| How to complete this task |
Only the lines from the one containing "rough mask: <svg" through the end of the listing below belong in your answer; retype them exactly.

※ ※ ※

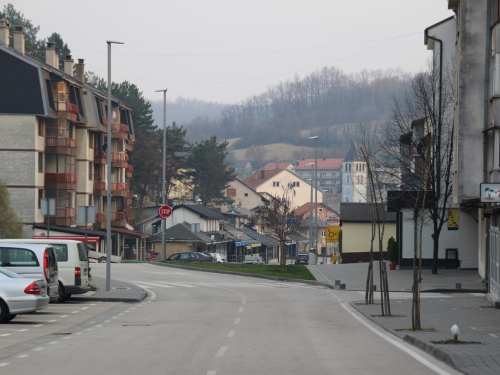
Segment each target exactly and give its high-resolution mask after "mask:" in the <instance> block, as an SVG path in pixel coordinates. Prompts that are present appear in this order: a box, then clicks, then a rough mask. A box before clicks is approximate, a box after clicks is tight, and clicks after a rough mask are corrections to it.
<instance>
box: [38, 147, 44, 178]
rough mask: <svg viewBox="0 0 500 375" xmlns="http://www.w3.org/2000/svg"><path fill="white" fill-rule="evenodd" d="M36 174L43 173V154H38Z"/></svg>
mask: <svg viewBox="0 0 500 375" xmlns="http://www.w3.org/2000/svg"><path fill="white" fill-rule="evenodd" d="M38 172H39V173H43V152H39V153H38Z"/></svg>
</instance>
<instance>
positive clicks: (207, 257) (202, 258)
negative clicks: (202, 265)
mask: <svg viewBox="0 0 500 375" xmlns="http://www.w3.org/2000/svg"><path fill="white" fill-rule="evenodd" d="M196 255H198V258H199V260H198V261H199V262H202V263H212V262H213V261H214V257H213V256H212V254H208V253H196Z"/></svg>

※ ※ ※

| Exercise solution |
rough mask: <svg viewBox="0 0 500 375" xmlns="http://www.w3.org/2000/svg"><path fill="white" fill-rule="evenodd" d="M36 174L43 173V154H38Z"/></svg>
mask: <svg viewBox="0 0 500 375" xmlns="http://www.w3.org/2000/svg"><path fill="white" fill-rule="evenodd" d="M38 172H39V173H43V152H39V153H38Z"/></svg>
</instance>
<instance>
positive clicks: (207, 257) (202, 258)
negative clicks: (202, 265)
mask: <svg viewBox="0 0 500 375" xmlns="http://www.w3.org/2000/svg"><path fill="white" fill-rule="evenodd" d="M196 255H198V258H199V260H198V261H199V262H202V263H212V262H213V261H214V257H213V256H212V254H208V253H196Z"/></svg>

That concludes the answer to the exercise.